:: TEXTE FOURNI

Dimanche 5 novembre, le Consortium international des journalistes d’investigation (ICIJ) a révélé de nouvelles informations au retentissement mondial sur les pratiques d’évitement fiscal des multinationales et des personnalités les plus fortunées. Baptisé “Paradise Papers”, ce scandale succède notamment aux LuxLeaks, rendus publics en novembre 2014, et aux Panama Papers, révélés en avril 2016.

Pour faire le point sur la réponse européenne à cet enjeu fiscal incontournable, Toute l’Europe a interrogé Alain Lamassoure, eurodéputé membre du Parti populaire européen (centre-droit). Pour ce spécialiste des questions fiscales et ancien président de la commission spéciale du Parlement européen sur les LuxLeaks, le projet d’assiette commune consolidé pour l’impôt sur les sociétés (ACCIS) doit être le “couronnement” de la nouvelle politique fiscale européenne.

Paradise Papers

Quelle a été votre réaction lorsque les Paradise Papers ont été révélés ?

Alain Lamassoure : Paradoxalement, c’est une bonne nouvelle, et cela montre que les choses avancent. Un certain nombre de commentateurs, sans avoir lu la synthèse des Paradise Papers, ont déclaré que ‘quoiqu’il arrive, les paradis fiscaux renaissent sans arrêt’, ou encore ‘l’Europe est incapable de désigner ceux qui existent en son sein’… Or ça n’est pas du tout l’analyse qu’il faut faire.

Il est clair que s’il n’y avait pas eu les enquêtes du Consortium international des journalistes d’investigation, la fiscalité des entreprises serait restée, pour la grande majorité des médias et de l’opinion publique, un sujet technique et ennuyeux. Et ces situations anormales et scandaleuses permettant aux multinationales d’échapper à la plus grande partie de l’impôt auraient perduré encore longtemps.

Alain Lamassoure est eurodéputé depuis 1999. Ancien ministre des Affaires européennes (1993-1995) et du Budget (1995-1997), il siège actuellement au sein de la commission des Affaires constitutionnelles. Il a présidé la commission spéciale consacrée aux LuxLeaks et participe à celle dédiée aux Panama Papers.

Pour l’ensemble de l’Europe, ce sont les LuxLeaks qui ont été le grand coup de tonnerre, et du jour au lendemain le sujet a été compris de tout le monde. A partir de là, nous avons pu mettre en place une coordination entre les autorités chargées de mettre fin à ces pratiques. C’est-à-dire l’OCDE [Organisation de coopération et de développement économiques], la Commission européenne avec particulièrement les commissaires à la Fiscalité Pierre Moscovici et à la Concurrence Margrethe Vestager, et le Parlement européen qui a mis en place des commissions d’enquête sur les LuxLeaks, les Panama Papers et peut-être demain sur les Paradise Papers.

De quelle manière l’Europe s’attaque-t-elle au problème ?

::::

(TÂCHE COURTE):
Recopiez mot pour mot le passage de l'entretien sur les Paradise Papers qui va de « Il est clair » à « perduré encore longtemps. ». Les items n'ont aucun rôle ici.

:: DONNÉES FOURNIES

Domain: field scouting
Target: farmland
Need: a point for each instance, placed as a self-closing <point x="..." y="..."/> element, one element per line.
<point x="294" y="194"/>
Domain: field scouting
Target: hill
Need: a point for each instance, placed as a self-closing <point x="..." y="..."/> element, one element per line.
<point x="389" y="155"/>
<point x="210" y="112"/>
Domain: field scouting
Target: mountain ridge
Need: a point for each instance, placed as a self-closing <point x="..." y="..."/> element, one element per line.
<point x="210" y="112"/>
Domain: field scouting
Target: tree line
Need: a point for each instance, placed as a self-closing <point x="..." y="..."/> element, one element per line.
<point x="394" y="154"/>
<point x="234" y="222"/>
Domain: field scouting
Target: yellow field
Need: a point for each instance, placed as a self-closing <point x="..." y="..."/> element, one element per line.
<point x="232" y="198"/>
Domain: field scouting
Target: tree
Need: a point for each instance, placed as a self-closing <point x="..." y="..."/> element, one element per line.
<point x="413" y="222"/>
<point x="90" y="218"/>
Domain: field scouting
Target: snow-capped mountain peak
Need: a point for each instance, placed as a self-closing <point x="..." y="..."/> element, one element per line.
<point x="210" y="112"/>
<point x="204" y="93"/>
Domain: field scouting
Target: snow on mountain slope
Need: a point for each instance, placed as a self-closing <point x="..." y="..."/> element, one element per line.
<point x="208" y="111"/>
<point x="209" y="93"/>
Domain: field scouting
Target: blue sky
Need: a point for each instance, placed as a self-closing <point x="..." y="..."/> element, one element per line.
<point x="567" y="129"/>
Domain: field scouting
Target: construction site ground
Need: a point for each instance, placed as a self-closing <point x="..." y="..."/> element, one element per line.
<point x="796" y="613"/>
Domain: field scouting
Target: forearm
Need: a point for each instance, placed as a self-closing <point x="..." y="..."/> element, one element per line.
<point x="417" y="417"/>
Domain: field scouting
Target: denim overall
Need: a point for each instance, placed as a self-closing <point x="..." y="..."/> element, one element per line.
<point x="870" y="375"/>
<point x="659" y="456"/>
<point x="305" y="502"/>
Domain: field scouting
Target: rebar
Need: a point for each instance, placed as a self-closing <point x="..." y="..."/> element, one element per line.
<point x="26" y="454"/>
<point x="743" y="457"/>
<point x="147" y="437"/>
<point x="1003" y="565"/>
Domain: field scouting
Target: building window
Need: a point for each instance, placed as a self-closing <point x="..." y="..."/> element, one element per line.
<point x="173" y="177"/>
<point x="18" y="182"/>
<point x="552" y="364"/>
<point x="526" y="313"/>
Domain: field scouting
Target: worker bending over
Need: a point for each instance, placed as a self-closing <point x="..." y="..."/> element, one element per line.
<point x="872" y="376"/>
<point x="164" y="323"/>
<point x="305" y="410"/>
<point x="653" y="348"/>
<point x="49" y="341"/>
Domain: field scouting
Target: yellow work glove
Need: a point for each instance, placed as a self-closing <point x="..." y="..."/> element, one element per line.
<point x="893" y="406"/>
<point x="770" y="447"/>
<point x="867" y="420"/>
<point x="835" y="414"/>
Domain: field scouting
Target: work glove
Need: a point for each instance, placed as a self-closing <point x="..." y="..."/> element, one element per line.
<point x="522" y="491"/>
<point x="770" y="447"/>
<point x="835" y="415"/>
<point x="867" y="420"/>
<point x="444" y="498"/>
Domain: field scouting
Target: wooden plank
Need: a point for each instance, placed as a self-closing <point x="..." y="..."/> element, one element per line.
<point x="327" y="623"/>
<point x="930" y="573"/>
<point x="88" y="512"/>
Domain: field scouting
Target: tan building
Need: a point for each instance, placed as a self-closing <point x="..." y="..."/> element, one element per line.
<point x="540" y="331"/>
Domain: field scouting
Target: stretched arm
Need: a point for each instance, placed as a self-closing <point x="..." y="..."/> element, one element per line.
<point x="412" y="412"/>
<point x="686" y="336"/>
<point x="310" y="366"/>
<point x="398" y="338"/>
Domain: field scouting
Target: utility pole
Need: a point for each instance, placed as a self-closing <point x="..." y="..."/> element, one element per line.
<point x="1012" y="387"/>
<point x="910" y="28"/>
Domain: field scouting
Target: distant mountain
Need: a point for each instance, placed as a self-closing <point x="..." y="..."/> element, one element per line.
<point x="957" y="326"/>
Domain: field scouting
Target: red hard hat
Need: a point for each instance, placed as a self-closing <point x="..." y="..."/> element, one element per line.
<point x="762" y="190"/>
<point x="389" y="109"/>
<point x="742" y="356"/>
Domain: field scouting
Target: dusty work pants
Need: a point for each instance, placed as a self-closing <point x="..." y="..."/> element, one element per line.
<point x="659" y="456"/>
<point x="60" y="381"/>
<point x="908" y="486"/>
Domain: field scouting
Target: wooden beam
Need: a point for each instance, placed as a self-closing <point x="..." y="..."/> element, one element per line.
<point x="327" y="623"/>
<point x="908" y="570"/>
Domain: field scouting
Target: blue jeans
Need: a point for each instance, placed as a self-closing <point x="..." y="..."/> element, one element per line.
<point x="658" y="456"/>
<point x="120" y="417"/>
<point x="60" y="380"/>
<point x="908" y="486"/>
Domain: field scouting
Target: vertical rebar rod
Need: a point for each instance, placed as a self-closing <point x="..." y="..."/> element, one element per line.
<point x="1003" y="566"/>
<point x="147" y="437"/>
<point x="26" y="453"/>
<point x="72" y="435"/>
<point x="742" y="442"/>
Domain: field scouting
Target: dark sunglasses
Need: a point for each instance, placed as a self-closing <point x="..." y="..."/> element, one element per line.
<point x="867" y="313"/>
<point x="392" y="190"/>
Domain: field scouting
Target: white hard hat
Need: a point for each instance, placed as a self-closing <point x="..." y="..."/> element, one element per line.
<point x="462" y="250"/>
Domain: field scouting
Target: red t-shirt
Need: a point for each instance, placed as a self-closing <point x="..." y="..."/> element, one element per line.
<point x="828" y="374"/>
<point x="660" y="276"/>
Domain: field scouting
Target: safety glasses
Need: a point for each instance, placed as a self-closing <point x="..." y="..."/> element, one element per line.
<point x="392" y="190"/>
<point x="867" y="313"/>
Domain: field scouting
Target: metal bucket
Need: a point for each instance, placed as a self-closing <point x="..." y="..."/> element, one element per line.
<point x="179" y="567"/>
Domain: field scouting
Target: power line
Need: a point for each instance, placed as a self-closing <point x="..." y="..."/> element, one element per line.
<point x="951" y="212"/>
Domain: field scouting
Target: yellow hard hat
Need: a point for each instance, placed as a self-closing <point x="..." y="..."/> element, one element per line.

::::

(SOLUTION PROPOSÉE):
Il est clair que s’il n’y avait pas eu les enquêtes du Consortium international des journalistes d’investigation, la fiscalité des entreprises serait restée, pour la grande majorité des médias et de l’opinion publique, un sujet technique et ennuyeux. Et ces situations anormales et scandaleuses permettant aux multinationales d’échapper à la plus grande partie de l’impôt auraient perduré encore longtemps.